>> START

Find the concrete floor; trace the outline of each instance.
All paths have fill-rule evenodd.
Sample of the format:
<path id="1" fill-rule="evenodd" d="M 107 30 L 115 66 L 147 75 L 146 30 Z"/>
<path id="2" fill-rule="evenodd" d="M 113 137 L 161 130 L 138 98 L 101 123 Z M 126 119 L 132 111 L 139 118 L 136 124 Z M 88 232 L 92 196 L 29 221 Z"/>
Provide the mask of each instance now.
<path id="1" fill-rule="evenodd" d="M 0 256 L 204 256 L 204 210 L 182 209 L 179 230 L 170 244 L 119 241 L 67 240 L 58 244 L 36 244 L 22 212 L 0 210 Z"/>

>> END

• [What is needed] Update the material so that each "instance" reads "region", changing nothing else.

• [Written response]
Find the concrete floor; trace the outline of each region.
All paths have fill-rule evenodd.
Sample of the format:
<path id="1" fill-rule="evenodd" d="M 107 30 L 115 66 L 147 75 L 146 30 Z"/>
<path id="2" fill-rule="evenodd" d="M 113 137 L 161 130 L 138 98 L 101 123 Z M 126 119 L 132 111 L 139 118 L 136 124 Z M 88 232 L 92 196 L 29 221 Z"/>
Provide the mask of each region now.
<path id="1" fill-rule="evenodd" d="M 0 256 L 204 256 L 204 210 L 182 209 L 179 230 L 170 244 L 119 241 L 67 240 L 58 244 L 36 244 L 22 212 L 0 210 Z"/>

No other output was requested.